━━ PROVIDED RECORDS

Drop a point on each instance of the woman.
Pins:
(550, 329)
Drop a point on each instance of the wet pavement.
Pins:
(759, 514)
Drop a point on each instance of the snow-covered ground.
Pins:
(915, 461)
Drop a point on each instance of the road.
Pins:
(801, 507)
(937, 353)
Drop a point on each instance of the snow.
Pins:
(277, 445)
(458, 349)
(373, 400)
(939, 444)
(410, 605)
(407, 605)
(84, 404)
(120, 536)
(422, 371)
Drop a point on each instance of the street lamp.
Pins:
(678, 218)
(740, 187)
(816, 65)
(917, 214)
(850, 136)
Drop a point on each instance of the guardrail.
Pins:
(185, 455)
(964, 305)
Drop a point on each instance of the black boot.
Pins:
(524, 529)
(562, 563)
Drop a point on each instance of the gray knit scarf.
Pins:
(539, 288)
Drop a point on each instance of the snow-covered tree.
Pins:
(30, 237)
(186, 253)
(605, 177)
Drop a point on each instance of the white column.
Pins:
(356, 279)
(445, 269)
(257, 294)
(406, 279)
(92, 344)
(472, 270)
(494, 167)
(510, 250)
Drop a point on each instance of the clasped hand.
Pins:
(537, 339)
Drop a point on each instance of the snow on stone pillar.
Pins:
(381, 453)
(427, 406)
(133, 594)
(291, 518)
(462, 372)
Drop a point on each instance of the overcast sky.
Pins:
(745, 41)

━━━━

WHAT IS EXPECTED - Go through the records above, find every line with the word "snow", and list those lines.

REPLY TO THE TASK -
Drop a point on each instance of the snow-covered ground.
Drop a point on each instance of the snow.
Drop a point on each instance of the snow-covered tree.
Drop a point on each instance of the snow on stone pillar.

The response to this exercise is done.